PAGE EXTRACT:
begin
Regarding claim 15, the combination of Bansal, and Gorokhov teaches The method according to claim 2, wherein, in the updating, the weight coefficient is updated by an algorithm of Adam. (Bansal [p. 4 §2] "This weight update step can be replaced by multiple gradient steps or alternative neural network training approaches such as momentum [28] or Adam [15]."). 

Regarding claim 17, claim 17 is substantially similar to claim 1.  Therefore, the rejection applied to claim 1 also applies to claim 17.

	Regarding claim 18, the combination of Bansal, and Gorokhov teaches The device according to claim 17, wherein the one or more processors is further configured to delete the inactive node and the inactive channel from the neural network, (Gorokhov [¶0018] " the context information includes channel values (e.g., red channel values, green channel values, blue channel values) associated with the first network layer 22. Moreover, the context aggregation component 26 may be a downsample (e.g., pooling) layer that averages channel values in the first network layer 22. Additionally, the illustrated branch path 20 includes a plurality of FC layers 30 (30 a, 30 b) that conduct an importance classification of the aggregated context information and selectively exclude one or more channels in the first network layer 22 from consideration by the second network layer 24 based on the importance classification" [¶0019] " if the first network layer 22 has 256 output neurons, the context aggregation component 26 might provide a “blob” of 256 values to a first FC layer 30 a, where the first FC layer 30 a generates a high-level feature vector having 32 elements/output neurons (e.g., with the value of each output neuron indicating the likelihood of that neuron being activated). Additionally, a second FC layer 30 b may generate an importance score vector based on the high-level feature vector, where the importance score vector has 256 output neurons. The second FC layer 30 b may generally make higher level classifications than the first FC layer 30 a. The importance score vector may contain zero values for neurons in less important channels" Gorokhov explicitly teaches selectively specifying inactive neurons (nodes) and channels.  Pruning interpreted as synonymous with deleting.)
end
STORED ROWS:
begin
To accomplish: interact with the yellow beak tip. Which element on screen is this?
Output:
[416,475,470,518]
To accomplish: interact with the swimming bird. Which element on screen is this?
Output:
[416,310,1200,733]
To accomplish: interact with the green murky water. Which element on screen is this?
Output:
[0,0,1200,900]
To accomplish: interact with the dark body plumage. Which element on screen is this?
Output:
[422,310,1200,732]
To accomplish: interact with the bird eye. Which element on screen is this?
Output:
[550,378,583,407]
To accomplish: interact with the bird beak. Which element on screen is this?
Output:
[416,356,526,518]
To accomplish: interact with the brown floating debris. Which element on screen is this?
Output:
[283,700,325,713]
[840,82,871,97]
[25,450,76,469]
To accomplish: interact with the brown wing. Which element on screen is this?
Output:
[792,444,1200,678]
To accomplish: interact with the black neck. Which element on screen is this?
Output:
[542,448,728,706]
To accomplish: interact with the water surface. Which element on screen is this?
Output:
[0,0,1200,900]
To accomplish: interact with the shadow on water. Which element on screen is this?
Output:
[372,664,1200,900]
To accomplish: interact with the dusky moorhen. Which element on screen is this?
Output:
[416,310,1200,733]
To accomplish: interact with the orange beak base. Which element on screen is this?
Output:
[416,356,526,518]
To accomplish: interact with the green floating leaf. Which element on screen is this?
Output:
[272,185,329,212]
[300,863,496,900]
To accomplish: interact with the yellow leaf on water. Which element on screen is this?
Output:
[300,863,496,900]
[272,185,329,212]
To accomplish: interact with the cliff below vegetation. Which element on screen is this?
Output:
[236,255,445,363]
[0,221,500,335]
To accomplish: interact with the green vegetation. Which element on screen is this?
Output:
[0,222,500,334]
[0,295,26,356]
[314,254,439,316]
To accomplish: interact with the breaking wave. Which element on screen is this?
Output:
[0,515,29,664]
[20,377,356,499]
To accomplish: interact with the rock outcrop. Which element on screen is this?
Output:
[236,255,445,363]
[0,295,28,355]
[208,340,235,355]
end
EXERCISE BRIEF: Rewrite the stretch of the claim-rejection passage from "Regarding claim 15, the" through "to claim 17.", using "RMSProp" in place of "Adam".

COMPLETED EXERCISE:
Regarding claim 15, the combination of Bansal, and Gorokhov teaches The method according to claim 2, wherein, in the updating, the weight coefficient is updated by an algorithm of RMSProp. (Bansal [p. 4 §2] "This weight update step can be replaced by multiple gradient steps or alternative neural network training approaches such as momentum [28] or RMSProp [15]."). 

Regarding claim 17, claim 17 is substantially similar to claim 1.  Therefore, the rejection applied to claim 1 also applies to claim 17.